Stored data entries
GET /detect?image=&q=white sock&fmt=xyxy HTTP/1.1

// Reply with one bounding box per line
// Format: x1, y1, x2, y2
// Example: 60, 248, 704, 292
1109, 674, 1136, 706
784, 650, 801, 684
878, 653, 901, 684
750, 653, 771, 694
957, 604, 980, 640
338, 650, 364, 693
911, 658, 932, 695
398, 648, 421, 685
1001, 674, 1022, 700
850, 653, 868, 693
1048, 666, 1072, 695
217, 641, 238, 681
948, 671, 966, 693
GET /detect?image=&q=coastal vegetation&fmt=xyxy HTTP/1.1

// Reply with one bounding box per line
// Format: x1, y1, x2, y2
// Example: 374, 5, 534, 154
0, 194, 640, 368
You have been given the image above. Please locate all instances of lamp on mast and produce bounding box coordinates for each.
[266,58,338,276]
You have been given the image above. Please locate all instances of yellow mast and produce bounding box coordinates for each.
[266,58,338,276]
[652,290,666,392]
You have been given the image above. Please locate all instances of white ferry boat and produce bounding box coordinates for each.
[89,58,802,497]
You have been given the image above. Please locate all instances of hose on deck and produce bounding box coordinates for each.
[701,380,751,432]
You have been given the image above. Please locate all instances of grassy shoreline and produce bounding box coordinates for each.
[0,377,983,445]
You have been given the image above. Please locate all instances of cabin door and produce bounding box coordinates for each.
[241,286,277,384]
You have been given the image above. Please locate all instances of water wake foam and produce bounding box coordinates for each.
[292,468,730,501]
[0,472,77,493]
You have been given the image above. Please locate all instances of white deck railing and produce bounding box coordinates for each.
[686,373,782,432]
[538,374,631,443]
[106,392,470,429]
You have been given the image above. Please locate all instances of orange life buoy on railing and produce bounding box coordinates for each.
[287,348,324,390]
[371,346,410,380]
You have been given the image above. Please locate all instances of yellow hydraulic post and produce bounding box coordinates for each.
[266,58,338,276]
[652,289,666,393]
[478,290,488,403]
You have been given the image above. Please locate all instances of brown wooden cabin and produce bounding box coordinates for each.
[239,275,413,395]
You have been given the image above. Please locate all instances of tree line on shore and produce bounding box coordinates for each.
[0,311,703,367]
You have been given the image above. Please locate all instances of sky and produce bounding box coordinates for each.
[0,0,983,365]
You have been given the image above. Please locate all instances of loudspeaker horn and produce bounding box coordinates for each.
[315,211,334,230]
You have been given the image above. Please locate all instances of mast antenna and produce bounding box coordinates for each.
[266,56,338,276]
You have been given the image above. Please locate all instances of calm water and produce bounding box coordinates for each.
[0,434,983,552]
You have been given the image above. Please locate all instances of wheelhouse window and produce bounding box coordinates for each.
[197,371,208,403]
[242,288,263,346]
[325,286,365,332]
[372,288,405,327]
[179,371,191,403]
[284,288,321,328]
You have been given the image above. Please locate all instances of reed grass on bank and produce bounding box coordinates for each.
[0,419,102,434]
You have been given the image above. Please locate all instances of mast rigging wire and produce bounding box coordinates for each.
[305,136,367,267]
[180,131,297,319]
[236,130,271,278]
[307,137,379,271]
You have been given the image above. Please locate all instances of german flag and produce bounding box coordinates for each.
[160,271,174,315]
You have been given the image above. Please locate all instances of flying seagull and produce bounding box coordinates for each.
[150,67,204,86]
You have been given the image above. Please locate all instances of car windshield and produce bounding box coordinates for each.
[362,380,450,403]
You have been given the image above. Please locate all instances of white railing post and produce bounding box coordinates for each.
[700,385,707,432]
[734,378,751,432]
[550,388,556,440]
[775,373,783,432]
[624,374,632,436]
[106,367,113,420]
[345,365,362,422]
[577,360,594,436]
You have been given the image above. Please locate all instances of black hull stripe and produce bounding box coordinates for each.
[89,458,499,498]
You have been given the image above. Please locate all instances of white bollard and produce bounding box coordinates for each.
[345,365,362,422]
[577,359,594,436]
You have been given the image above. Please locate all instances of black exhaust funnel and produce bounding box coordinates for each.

EXERCISE →
Edit the items above by replacing "all instances" with "every instance" wherever it occurs, and leave everything else unchanged.

SOLUTION →
GET /detect?image=&q=white sock&fmt=xyxy HTTP/1.1

// Reply with one bounding box per line
// Format: x1, y1, x2, y2
// Example: 60, 248, 704, 292
1109, 674, 1136, 706
784, 650, 801, 684
878, 653, 901, 684
750, 653, 771, 694
957, 604, 980, 640
338, 650, 364, 693
911, 658, 932, 695
398, 648, 421, 685
1001, 674, 1022, 700
850, 653, 868, 693
1048, 666, 1072, 695
217, 641, 238, 681
948, 671, 966, 693
GET /detect?image=&q=coastal vegetation&fmt=xyxy HTTP/1.1

// Reply with one bounding box per line
// Format: x1, y1, x2, y2
// Example: 374, 5, 534, 154
0, 194, 640, 368
You have been given the image above. Please locate every instance of lamp on mast and produce bounding box coordinates for each.
[266,58,338,276]
You have been given the image above. Please locate every instance of yellow mast and produce bounding box coordinates for each.
[266,58,338,276]
[652,290,666,392]
You have been given the image above. Please locate every instance of white ferry boat and produce bounding box coordinates for each.
[89,58,802,497]
You have been given the image above. Please locate every instance of hose on deck and produce bounding box coordinates for each.
[701,380,751,432]
You have been given the image above. Please locate every instance of grassy shoreline and produce bounding box coordinates for each.
[0,377,983,445]
You have been given the image above. Please locate every instance of cabin door and produce bounding box coordinates for each.
[241,286,277,384]
You have been given the image above. Please locate every instance of water wake foam and produce bounding box coordinates for each.
[292,468,730,501]
[0,472,77,493]
You have been given the image above. Please locate every instance of white deck railing and produce bounding box coordinates for each.
[686,373,782,432]
[538,374,631,443]
[106,392,470,429]
You have been given the image above. Please locate every instance of orange life buoy on railing and produce bounding box coordinates for each.
[287,348,324,390]
[371,346,410,380]
You have been given the image above. Please locate every instance of yellow hydraulic post and produce bounding box coordinates for each.
[266,58,338,276]
[652,289,666,393]
[478,290,488,403]
You have been given the image above. Please locate every instance of brown wooden cabin and produce bounding box coordinates for each.
[239,275,413,395]
You have been given the image above. Please locate every instance of tree line on shore and produce bounding box coordinates for each.
[0,311,703,367]
You have been given the image above. Please locate every instance of sky and produce bounding box coordinates for each.
[0,0,983,365]
You have been given the image above. Please locate every instance of loudspeaker horn and produce bounding box coordinates for each.
[315,211,334,230]
You have been given the image above. Please locate every instance of mast antenna and produce bounding box coordinates for each.
[266,56,338,276]
You have been given the image above. Please locate every instance of calm water and produce bounding box coordinates for each.
[0,434,983,552]
You have been given the image above. Please locate every instance of wheelhouse window and produce bounding box coordinates for each.
[197,371,208,403]
[242,288,263,346]
[325,286,365,332]
[372,288,405,327]
[179,371,191,403]
[284,288,321,328]
You have been given the image above. Please locate every instance of reed grass on bank and produce bounding box coordinates for each.
[0,419,102,434]
You have been given the image above. Please locate every instance of mast rigging wire and produce bounding box coordinates for each.
[305,136,367,267]
[180,131,297,319]
[236,130,271,278]
[307,137,379,271]
You have been given the image above. Please locate every instance of german flag and produce bounding box coordinates for each.
[160,271,174,315]
You have been given the image above. Please locate every instance of flying seagull and produce bounding box coordinates for each.
[150,67,204,86]
You have been given the image above. Please locate every instance of car windshield and produce bounding box coordinates for each.
[362,380,450,403]
You have been given the image above. Please locate every instance of white railing post and produce bounding box coordinates for each.
[700,385,707,432]
[734,378,751,432]
[550,388,556,440]
[775,373,783,432]
[624,374,632,436]
[106,367,113,420]
[345,365,362,422]
[577,360,594,436]
You have been given the image above. Please locate every instance of black hull stripe and produce bounding box coordinates for each.
[89,458,499,498]
You have been given the image above. Please locate every instance of white bollard and produce bounding box coordinates for each.
[345,365,362,422]
[577,359,594,436]
You have been given the image above. Please locate every instance of black exhaust funnel and produce bounding box coordinates for each.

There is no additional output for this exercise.